(Records from a data source)
━━━━━━━━━━━━━━━━━━━━

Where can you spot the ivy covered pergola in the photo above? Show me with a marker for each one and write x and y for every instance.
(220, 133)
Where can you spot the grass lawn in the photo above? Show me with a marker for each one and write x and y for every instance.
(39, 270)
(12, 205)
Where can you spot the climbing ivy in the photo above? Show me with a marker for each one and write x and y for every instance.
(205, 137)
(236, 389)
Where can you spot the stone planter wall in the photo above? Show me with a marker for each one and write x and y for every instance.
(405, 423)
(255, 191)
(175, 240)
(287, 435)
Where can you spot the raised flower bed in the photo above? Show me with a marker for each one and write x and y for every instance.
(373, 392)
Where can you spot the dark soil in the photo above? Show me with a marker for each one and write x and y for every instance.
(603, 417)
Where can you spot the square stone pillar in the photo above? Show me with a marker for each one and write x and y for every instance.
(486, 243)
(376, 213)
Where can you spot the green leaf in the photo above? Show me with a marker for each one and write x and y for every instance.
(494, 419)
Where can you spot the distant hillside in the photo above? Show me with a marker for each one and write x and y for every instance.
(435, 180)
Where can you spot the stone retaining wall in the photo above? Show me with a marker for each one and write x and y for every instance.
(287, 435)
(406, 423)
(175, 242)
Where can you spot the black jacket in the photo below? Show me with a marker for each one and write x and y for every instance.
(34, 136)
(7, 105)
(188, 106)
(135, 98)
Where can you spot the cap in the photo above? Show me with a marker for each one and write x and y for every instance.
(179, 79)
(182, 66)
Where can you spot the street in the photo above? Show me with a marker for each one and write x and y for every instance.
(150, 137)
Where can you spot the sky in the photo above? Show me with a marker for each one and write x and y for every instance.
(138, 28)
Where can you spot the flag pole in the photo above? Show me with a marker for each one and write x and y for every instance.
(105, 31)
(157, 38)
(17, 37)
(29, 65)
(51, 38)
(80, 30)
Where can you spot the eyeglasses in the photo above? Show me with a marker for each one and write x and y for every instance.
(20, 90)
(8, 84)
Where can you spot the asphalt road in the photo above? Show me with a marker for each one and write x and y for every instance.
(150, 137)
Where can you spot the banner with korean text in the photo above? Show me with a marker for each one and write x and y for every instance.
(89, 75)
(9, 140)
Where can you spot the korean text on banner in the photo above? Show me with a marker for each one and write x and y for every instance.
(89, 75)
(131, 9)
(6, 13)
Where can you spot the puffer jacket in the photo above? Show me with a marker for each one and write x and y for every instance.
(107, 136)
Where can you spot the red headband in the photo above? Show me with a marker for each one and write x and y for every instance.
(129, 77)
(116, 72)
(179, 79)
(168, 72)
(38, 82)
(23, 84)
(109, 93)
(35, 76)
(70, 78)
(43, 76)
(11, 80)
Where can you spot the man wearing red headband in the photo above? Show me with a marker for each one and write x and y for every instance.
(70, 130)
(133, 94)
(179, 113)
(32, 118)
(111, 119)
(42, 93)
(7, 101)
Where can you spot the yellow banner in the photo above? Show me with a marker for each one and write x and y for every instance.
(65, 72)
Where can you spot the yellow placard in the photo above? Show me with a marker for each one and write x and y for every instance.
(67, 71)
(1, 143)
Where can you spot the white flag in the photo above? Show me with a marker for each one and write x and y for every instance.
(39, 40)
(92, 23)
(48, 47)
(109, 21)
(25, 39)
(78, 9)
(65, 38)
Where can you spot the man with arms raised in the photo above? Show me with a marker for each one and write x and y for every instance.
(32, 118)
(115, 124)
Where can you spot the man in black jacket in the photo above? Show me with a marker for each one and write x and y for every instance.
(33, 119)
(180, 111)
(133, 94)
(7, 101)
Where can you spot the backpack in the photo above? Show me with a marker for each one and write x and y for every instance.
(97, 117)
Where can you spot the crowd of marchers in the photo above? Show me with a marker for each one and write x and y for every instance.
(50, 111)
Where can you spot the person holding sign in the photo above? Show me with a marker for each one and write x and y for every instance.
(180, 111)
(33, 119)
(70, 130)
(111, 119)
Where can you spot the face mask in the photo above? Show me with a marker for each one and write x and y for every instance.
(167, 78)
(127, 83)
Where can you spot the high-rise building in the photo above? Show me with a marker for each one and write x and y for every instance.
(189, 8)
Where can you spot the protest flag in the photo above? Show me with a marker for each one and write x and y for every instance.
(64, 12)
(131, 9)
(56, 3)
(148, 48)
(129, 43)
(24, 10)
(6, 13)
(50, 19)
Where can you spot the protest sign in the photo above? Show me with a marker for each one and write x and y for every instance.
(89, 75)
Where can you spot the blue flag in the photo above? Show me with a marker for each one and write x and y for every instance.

━━━━━━━━━━━━━━━━━━━━

> Instructions for the task
Print the whole listing again, exactly.

> Output for this task
Where can you spot the ivy covered pergola in the photo above? Show me with a marker for each one and write x and y for every instance.
(220, 133)
Where can you spot the grass lawn in the photo above? Show me with a marker for each one and write x and y for every instance.
(39, 270)
(12, 205)
Where can you spot the climbing ivy in the photo above? Show me with a marker for each one and write x and y for every instance.
(205, 137)
(236, 389)
Where can you spot the stone planter wall in the photo above? Show me with a marker for each one and write x and y for every instance.
(405, 423)
(255, 191)
(175, 240)
(287, 435)
Where can you spot the raised flower bed in the photo above? Show me with a marker for each one and write x and y for every instance.
(373, 392)
Where can you spot the dark soil in the photo above? Show me with a marker for each one and write x and y for every instance.
(603, 417)
Where can you spot the square stone pillar in the photo above? Show me with a marker for each one and write x and y for every instance.
(486, 243)
(376, 213)
Where can you spot the green leaf in the photo above? Show me with a marker for each one and write x and y for every instance.
(494, 419)
Where can you spot the distant hillside in the photo above? Show me with a marker for each one and write x and y for every instance.
(435, 180)
Where can you spot the stone retaining wall in the photo above? Show me with a marker for each one and write x and y for every instance.
(287, 435)
(406, 423)
(175, 242)
Where can you spot the black jacket in the photo below? Show me with a marker for each one and write x and y for every instance.
(34, 136)
(7, 105)
(188, 106)
(135, 98)
Where can you spot the cap in the photo above? Show me with a marker for each one and write x and y for every instance.
(179, 79)
(182, 66)
Where can you spot the street in the photo above? Show me with a marker for each one and write x and y for every instance.
(150, 137)
Where can you spot the sky in the photo above? Show me with a marker for each one and write x and y for every instance.
(138, 28)
Where can you spot the flag pole in the photo above? Show me with a marker for each one and write x and y for every instance.
(105, 31)
(157, 38)
(17, 37)
(29, 65)
(51, 38)
(80, 30)
Where can you spot the eyeglasses in the photo above? Show me with a marker for each one and write x and y for every instance.
(20, 90)
(8, 84)
Where can you spot the asphalt road in the photo above? Show me with a marker for each one and write x and y for every instance.
(150, 137)
Where can you spot the banner with korean text in the photo above? Show me with a marker for each one and write x and y for every instance.
(89, 75)
(9, 140)
Where can you spot the korean text on banner in the photo above? Show me with a marker for each one and write x and y for every instance.
(89, 75)
(131, 9)
(6, 13)
Where can you spot the puffer jacket in the photo above? Show me with a marker for each one and write x and y for every instance.
(107, 136)
Where can you spot the red headband in the photo above? Show me with a marker for each one and write x and y for every instance.
(129, 77)
(116, 72)
(179, 79)
(168, 72)
(38, 82)
(23, 84)
(109, 93)
(35, 76)
(70, 78)
(43, 76)
(11, 80)
Where can you spot the man wearing red headband in the photo above? Show me with a marker for each one and write x and y for every instance.
(70, 130)
(133, 94)
(179, 113)
(32, 118)
(111, 119)
(42, 93)
(7, 101)
Where can you spot the yellow banner in the photo above? Show me with a marker for each one and write x and y for every instance.
(65, 72)
Where can you spot the yellow placard in the photo above? Show me with a marker for each one and write x and y for every instance.
(67, 71)
(1, 143)
Where can you spot the white flag in the photo above? Show me with a marker for each one and write x and y for every instance.
(39, 40)
(92, 23)
(48, 47)
(109, 21)
(25, 39)
(78, 9)
(65, 38)
Where can you spot the man with arms raised in the photo above? Show me with a marker for each one and write x and y for every instance.
(32, 118)
(115, 124)
Where can you spot the man in black jacket in the photo above? Show me with a marker for each one and write x and y for every instance.
(33, 119)
(180, 111)
(133, 94)
(7, 101)
Where can you spot the backpack in the photo above? Show me with a marker for each one and write x and y for every instance.
(97, 117)
Where can you spot the crowd of marchers in the photo above? Show me with a marker for each one and write x and y for every instance.
(50, 111)
Where can you spot the person holding sign in the photo above? Show me with a marker for each one and write x and y for every instance.
(180, 111)
(33, 119)
(70, 130)
(111, 119)
Where can you spot the face mask in the photo above? Show me with a marker for each one and write x and y for every instance.
(167, 78)
(127, 83)
Where can you spot the high-rise building in the photo above? Show me with a marker for each one and write x and y for every instance.
(189, 8)
Where can you spot the protest flag in the photo above? Show me with a marker for each one and write x and y for every instance.
(64, 12)
(131, 9)
(56, 3)
(148, 48)
(129, 43)
(24, 10)
(6, 13)
(50, 19)
Where can you spot the protest sign in the photo above? Show me with a marker for each one and write x and y for every instance.
(89, 75)
Where can you spot the blue flag in the photo above? Show me with a marker for each one and write x and y for every instance.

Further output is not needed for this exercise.